Pointing and labeling entries:
+++
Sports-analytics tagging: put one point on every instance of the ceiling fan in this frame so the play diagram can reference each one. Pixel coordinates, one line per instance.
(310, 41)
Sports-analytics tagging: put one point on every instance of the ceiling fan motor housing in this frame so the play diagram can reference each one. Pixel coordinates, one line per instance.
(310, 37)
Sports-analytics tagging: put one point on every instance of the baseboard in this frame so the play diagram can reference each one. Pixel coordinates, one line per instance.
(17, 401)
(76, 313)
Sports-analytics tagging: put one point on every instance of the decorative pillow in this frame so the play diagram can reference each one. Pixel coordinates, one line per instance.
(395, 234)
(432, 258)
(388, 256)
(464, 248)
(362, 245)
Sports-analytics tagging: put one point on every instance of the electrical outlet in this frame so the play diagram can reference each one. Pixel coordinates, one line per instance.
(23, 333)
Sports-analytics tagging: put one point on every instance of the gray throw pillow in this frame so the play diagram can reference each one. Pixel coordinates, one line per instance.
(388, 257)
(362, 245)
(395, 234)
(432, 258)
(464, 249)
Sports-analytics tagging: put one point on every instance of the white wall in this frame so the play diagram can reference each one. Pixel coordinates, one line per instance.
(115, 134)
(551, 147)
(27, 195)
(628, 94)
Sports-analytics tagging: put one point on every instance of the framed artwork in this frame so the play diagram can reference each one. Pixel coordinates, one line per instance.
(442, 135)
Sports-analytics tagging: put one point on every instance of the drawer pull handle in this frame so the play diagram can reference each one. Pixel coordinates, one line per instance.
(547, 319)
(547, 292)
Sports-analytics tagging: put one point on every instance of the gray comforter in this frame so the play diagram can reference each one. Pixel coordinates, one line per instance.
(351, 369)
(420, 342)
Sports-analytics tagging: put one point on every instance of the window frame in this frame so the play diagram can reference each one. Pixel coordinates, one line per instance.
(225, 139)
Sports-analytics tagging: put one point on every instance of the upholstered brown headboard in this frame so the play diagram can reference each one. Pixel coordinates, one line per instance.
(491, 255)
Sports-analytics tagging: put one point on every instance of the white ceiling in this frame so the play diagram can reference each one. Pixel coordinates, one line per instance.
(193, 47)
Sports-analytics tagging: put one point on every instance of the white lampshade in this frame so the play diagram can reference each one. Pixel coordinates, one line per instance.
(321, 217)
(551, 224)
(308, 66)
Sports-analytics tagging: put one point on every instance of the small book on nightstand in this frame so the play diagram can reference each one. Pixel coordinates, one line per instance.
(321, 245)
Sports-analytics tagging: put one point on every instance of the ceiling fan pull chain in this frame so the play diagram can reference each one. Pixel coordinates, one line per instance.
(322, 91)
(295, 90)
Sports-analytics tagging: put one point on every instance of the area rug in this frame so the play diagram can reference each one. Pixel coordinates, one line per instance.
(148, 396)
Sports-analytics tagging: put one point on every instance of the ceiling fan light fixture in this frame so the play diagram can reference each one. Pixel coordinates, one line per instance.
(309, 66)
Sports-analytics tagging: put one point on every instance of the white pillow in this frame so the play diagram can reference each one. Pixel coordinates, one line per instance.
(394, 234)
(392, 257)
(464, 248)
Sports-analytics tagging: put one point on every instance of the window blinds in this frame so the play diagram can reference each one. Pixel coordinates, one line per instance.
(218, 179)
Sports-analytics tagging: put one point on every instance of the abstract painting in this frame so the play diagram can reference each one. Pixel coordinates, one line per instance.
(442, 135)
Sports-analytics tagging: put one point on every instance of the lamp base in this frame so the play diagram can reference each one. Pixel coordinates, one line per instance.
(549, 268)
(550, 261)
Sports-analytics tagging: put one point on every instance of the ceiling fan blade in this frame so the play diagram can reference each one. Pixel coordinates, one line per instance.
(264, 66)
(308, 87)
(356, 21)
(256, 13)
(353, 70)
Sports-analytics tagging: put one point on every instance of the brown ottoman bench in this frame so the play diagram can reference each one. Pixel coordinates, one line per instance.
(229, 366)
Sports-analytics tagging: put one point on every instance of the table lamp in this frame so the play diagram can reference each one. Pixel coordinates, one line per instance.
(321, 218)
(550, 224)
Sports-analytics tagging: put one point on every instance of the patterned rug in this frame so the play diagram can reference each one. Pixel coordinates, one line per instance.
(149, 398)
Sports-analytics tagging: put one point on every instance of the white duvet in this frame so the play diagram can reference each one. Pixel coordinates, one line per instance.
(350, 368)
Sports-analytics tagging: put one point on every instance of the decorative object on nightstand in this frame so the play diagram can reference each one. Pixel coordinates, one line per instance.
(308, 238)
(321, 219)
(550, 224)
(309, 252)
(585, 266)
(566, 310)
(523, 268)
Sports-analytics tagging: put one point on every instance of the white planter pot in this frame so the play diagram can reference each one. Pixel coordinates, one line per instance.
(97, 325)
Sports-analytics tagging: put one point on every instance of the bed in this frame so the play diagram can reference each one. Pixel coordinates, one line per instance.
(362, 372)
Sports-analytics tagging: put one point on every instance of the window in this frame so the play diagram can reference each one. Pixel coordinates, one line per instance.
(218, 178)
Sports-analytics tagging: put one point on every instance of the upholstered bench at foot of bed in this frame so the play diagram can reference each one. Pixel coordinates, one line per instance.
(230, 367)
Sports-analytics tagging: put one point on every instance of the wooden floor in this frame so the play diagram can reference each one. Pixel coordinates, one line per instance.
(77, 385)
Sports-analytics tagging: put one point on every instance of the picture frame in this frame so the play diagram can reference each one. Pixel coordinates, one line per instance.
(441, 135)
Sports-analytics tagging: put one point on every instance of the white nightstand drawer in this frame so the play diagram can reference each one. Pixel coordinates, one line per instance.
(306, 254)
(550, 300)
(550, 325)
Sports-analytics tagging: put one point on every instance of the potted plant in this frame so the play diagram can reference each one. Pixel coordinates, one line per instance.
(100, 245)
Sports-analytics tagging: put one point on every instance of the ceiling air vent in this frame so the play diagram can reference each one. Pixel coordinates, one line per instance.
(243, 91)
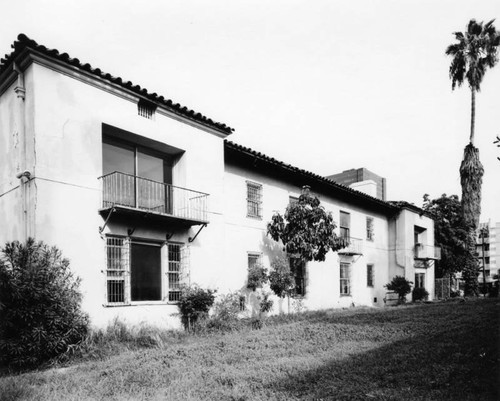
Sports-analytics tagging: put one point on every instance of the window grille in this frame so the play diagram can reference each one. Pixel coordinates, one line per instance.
(253, 259)
(419, 280)
(146, 109)
(174, 271)
(345, 279)
(345, 224)
(254, 200)
(117, 266)
(369, 229)
(369, 275)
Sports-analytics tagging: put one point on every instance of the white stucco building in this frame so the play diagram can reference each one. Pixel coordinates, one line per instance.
(142, 194)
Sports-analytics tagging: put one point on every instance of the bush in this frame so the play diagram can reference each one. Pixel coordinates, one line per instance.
(265, 304)
(420, 294)
(194, 303)
(40, 315)
(401, 286)
(257, 276)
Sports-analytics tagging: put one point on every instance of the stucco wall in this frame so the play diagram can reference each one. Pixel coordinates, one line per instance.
(68, 121)
(16, 156)
(245, 235)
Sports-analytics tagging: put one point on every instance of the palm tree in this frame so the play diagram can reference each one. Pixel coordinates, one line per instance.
(476, 50)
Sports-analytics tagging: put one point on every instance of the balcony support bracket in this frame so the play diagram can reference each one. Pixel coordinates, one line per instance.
(201, 228)
(101, 229)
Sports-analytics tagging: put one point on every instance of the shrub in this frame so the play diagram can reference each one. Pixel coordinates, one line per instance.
(257, 276)
(401, 286)
(40, 315)
(281, 278)
(194, 303)
(265, 303)
(420, 294)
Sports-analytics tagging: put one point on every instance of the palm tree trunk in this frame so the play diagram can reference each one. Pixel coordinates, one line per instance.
(472, 115)
(471, 178)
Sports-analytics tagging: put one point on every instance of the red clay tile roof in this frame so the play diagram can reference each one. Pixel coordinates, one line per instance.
(23, 42)
(308, 178)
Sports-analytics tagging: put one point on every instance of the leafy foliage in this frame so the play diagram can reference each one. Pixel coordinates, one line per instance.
(306, 229)
(475, 51)
(194, 303)
(420, 294)
(450, 233)
(40, 314)
(265, 303)
(257, 276)
(281, 278)
(401, 286)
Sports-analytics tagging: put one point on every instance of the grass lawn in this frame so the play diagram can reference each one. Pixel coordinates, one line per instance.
(441, 351)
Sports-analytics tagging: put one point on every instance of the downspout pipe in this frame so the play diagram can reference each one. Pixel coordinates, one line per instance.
(23, 174)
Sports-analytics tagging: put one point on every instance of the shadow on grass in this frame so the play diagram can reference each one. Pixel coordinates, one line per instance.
(457, 362)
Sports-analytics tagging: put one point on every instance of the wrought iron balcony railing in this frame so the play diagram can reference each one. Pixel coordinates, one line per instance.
(355, 247)
(427, 252)
(129, 191)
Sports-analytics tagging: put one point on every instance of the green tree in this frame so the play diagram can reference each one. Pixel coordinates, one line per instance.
(306, 229)
(475, 51)
(450, 234)
(401, 286)
(40, 315)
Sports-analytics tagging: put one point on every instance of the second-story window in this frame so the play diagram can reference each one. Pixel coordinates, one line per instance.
(369, 275)
(254, 200)
(369, 229)
(345, 224)
(136, 176)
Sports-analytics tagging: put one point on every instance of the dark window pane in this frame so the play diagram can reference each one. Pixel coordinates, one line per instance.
(117, 158)
(145, 273)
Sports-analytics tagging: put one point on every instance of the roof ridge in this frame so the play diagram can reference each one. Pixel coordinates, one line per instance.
(23, 41)
(310, 174)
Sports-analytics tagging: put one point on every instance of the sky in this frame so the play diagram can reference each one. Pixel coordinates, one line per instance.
(323, 85)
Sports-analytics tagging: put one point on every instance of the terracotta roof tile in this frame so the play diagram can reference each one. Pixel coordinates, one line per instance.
(23, 42)
(338, 188)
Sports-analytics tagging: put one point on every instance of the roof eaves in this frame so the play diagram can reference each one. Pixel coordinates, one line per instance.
(24, 43)
(308, 174)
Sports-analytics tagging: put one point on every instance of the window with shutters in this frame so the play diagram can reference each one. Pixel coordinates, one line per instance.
(345, 279)
(369, 275)
(135, 270)
(345, 224)
(254, 200)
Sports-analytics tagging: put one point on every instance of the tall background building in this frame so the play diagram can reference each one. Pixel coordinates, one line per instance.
(362, 180)
(490, 251)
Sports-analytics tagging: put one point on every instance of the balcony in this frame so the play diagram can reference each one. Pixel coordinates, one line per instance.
(427, 252)
(355, 247)
(129, 194)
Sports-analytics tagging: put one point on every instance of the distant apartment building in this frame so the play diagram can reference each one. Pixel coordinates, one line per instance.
(488, 247)
(362, 180)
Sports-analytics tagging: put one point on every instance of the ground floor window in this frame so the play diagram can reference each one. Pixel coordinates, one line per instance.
(419, 280)
(174, 271)
(141, 271)
(345, 279)
(298, 268)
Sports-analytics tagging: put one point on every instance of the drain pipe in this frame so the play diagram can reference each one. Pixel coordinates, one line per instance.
(24, 175)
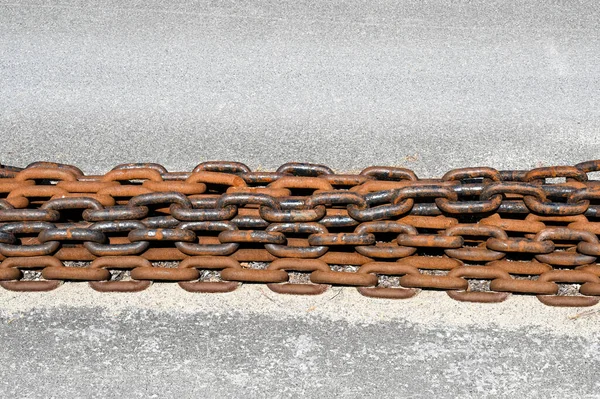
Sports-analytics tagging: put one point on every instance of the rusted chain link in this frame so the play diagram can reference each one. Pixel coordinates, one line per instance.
(477, 233)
+++
> Problem description: Beginning at the line with "of the distant", reproduce each line exactly through the last line of the records above, with pictures left out.

> Task answer:
Sports-analytics tagging: put one point on every instance of the distant apartment building in this frame so the play diagram can reference each one. Pixel coordinates, one line per instance.
(488, 247)
(362, 180)
Sports-analytics tagging: put one point on every instance of the ground floor window in this frame so the play diagram can reference each one. Pixel coordinates, one line per instance.
(419, 280)
(174, 271)
(141, 271)
(345, 279)
(298, 268)
Sports-analytics tagging: put one point on every instance of the drain pipe in this frame so the play diagram can reference each one. Pixel coordinates, one line per instance.
(24, 175)
Sports-analytics tagging: put one point on every instance of the rusted chain link in this frame so the play diagram can reference each one. Pixel coordinates, one line per instance.
(477, 233)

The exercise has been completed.